Task to carry out
Extract from the entries below, exactly as given, only the lines from the line containing "x=71, y=229" to the line containing "the white signboard", both lines included.

Input data

-*-*-

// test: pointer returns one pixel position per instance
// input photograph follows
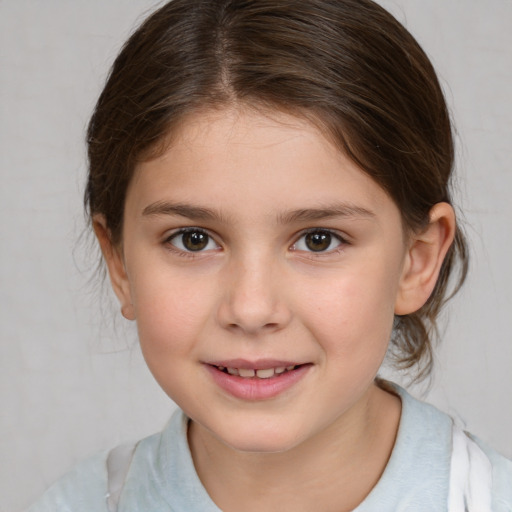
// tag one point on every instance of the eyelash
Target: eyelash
(334, 236)
(183, 252)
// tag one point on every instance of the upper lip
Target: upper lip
(258, 364)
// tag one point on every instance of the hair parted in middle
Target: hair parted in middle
(347, 66)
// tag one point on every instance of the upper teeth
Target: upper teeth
(261, 374)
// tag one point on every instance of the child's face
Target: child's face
(291, 256)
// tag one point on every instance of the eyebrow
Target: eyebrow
(326, 212)
(301, 215)
(181, 209)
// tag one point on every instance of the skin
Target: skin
(257, 290)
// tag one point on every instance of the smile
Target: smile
(257, 381)
(250, 373)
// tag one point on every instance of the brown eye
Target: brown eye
(192, 240)
(318, 241)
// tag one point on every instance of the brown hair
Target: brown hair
(347, 65)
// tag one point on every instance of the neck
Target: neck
(335, 470)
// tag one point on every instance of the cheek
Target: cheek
(353, 312)
(170, 312)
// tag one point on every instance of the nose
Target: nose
(254, 300)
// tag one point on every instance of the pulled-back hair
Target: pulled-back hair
(346, 65)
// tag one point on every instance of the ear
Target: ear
(426, 252)
(116, 268)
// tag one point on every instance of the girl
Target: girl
(269, 185)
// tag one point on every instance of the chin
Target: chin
(260, 439)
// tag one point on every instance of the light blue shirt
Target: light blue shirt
(162, 476)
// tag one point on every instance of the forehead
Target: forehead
(274, 161)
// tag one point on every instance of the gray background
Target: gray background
(71, 383)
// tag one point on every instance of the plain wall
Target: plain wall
(70, 383)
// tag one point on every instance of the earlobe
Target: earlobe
(116, 267)
(425, 255)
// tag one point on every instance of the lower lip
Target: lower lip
(255, 388)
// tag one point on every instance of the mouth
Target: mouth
(253, 373)
(261, 380)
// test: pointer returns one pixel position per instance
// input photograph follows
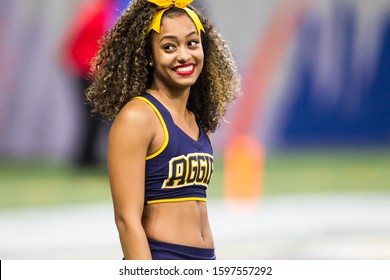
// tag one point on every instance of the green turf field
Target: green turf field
(42, 183)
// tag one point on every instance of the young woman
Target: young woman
(165, 75)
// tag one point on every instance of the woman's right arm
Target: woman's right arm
(128, 142)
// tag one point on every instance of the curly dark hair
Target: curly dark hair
(121, 71)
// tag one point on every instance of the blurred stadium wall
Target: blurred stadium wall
(314, 72)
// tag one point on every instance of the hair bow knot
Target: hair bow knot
(164, 5)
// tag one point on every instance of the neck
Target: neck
(174, 99)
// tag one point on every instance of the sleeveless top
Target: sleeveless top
(182, 168)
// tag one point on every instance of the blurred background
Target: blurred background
(302, 158)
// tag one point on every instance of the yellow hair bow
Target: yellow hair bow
(164, 5)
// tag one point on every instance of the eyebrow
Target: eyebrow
(172, 37)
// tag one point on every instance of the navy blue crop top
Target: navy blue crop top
(182, 168)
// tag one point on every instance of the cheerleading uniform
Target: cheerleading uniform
(179, 171)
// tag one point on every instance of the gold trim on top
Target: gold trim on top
(176, 200)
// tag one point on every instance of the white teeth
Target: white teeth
(185, 69)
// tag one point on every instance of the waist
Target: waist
(184, 223)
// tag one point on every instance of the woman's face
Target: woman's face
(177, 53)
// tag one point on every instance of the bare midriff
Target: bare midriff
(184, 223)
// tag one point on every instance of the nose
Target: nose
(183, 55)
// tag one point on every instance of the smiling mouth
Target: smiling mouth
(184, 70)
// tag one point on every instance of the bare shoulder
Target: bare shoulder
(136, 120)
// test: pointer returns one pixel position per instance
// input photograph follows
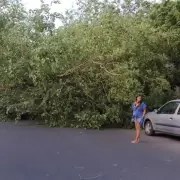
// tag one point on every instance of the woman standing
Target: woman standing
(139, 111)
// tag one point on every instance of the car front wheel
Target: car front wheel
(149, 128)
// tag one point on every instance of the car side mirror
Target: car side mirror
(155, 110)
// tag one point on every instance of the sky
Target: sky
(65, 4)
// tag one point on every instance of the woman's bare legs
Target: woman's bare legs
(138, 130)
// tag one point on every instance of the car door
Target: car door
(165, 115)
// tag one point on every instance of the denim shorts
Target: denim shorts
(136, 120)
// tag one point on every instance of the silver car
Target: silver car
(166, 119)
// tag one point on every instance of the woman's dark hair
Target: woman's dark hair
(139, 96)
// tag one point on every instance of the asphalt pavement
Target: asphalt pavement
(29, 152)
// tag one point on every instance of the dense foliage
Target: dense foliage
(87, 72)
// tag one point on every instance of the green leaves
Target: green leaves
(89, 71)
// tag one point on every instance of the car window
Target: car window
(169, 108)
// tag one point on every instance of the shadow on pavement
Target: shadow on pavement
(167, 136)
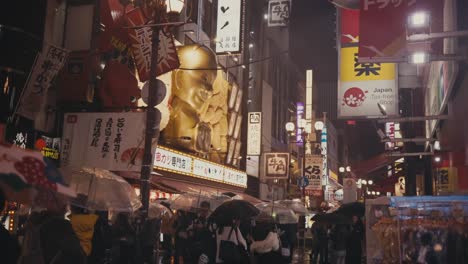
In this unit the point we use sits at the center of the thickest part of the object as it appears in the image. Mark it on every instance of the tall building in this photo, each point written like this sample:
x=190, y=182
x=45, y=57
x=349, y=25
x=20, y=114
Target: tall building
x=274, y=85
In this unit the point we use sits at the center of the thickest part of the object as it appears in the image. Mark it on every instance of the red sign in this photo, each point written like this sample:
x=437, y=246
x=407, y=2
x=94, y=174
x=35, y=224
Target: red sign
x=383, y=25
x=349, y=26
x=140, y=38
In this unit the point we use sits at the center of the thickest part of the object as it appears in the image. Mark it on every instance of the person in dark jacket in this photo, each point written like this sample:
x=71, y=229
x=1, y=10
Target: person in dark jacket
x=319, y=243
x=9, y=247
x=265, y=244
x=338, y=236
x=124, y=240
x=59, y=242
x=102, y=239
x=354, y=242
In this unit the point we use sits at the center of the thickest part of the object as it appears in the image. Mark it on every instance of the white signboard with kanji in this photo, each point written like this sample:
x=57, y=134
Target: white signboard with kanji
x=254, y=133
x=366, y=90
x=46, y=67
x=278, y=12
x=208, y=170
x=111, y=141
x=313, y=168
x=228, y=28
x=172, y=161
x=276, y=165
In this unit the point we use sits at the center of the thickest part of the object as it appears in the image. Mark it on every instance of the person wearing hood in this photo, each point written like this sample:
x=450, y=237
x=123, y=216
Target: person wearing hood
x=265, y=244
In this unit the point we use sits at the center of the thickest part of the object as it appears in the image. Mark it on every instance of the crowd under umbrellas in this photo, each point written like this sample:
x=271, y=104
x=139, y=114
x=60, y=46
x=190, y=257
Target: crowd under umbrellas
x=170, y=231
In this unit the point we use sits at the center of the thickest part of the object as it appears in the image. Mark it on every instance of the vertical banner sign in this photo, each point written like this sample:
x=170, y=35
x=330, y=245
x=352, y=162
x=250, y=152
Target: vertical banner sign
x=299, y=117
x=309, y=94
x=349, y=26
x=254, y=133
x=111, y=141
x=363, y=86
x=278, y=12
x=379, y=38
x=46, y=67
x=276, y=165
x=228, y=28
x=349, y=190
x=446, y=180
x=324, y=145
x=313, y=167
x=141, y=45
x=390, y=132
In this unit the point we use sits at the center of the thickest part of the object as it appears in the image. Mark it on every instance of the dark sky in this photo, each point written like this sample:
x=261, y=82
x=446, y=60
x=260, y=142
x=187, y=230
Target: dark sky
x=313, y=38
x=313, y=45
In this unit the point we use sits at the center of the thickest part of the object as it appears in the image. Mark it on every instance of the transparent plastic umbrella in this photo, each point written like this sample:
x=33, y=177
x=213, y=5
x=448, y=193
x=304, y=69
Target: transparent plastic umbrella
x=297, y=206
x=102, y=190
x=192, y=201
x=279, y=213
x=157, y=210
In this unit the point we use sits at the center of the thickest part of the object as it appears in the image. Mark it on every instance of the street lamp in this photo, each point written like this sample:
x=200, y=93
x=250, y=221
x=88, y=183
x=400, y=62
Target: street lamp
x=418, y=57
x=419, y=20
x=160, y=8
x=319, y=125
x=290, y=127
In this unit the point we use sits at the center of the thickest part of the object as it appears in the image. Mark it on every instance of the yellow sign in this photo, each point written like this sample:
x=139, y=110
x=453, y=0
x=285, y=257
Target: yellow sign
x=352, y=70
x=446, y=180
x=333, y=175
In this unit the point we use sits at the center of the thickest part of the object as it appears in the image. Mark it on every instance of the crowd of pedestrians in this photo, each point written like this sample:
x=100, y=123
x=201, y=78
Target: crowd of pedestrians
x=185, y=237
x=339, y=243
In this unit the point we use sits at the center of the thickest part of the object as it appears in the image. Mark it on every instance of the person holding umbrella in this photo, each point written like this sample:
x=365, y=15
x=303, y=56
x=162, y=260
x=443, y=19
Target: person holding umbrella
x=230, y=244
x=8, y=243
x=354, y=242
x=265, y=243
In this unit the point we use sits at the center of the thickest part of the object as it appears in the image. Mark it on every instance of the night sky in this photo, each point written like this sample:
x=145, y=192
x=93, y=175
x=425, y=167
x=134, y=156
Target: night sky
x=313, y=45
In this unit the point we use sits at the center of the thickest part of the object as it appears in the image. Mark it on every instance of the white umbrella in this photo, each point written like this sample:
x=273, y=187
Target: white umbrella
x=297, y=206
x=102, y=190
x=192, y=201
x=279, y=213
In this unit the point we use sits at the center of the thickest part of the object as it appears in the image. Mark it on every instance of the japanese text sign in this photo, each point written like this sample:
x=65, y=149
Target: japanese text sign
x=171, y=160
x=175, y=161
x=46, y=67
x=379, y=38
x=278, y=12
x=276, y=165
x=208, y=170
x=228, y=28
x=254, y=132
x=111, y=141
x=313, y=167
x=365, y=86
x=300, y=114
x=349, y=26
x=141, y=39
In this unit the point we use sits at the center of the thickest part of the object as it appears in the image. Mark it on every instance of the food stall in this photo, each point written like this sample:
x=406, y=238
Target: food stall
x=413, y=229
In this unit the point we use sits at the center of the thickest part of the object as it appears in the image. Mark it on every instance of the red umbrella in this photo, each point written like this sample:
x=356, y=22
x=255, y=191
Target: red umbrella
x=21, y=169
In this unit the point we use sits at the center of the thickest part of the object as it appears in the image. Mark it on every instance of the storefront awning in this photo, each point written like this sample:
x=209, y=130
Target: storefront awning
x=190, y=187
x=363, y=168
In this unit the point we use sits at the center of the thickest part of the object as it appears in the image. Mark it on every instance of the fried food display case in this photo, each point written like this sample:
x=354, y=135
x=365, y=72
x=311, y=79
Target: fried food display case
x=422, y=229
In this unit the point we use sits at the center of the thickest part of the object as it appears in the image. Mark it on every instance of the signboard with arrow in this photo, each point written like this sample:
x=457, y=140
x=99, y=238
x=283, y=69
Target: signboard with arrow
x=313, y=167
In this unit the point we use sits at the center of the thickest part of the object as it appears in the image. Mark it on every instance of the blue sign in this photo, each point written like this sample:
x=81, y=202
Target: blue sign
x=302, y=182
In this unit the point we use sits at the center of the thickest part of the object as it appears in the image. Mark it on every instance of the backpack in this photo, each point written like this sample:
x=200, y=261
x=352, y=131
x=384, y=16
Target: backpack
x=32, y=251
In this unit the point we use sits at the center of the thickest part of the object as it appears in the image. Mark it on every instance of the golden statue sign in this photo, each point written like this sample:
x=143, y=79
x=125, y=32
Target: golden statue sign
x=198, y=119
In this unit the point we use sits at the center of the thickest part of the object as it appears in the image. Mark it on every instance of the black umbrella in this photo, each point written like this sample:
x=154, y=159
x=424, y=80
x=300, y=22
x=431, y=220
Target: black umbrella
x=234, y=210
x=331, y=218
x=351, y=209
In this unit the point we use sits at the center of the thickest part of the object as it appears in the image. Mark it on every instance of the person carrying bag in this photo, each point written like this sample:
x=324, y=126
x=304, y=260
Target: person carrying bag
x=232, y=251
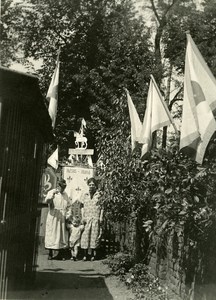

-*-*-

Answer to the exercise
x=71, y=229
x=1, y=10
Target: person in dark jacket
x=319, y=243
x=9, y=247
x=265, y=244
x=338, y=236
x=124, y=240
x=59, y=242
x=102, y=239
x=354, y=242
In this unit the point we use sits at the center of the thickest part of the object as it appears in the image. Mark it on every instance of the white signboard with kanji in this photo, each point written like this sample:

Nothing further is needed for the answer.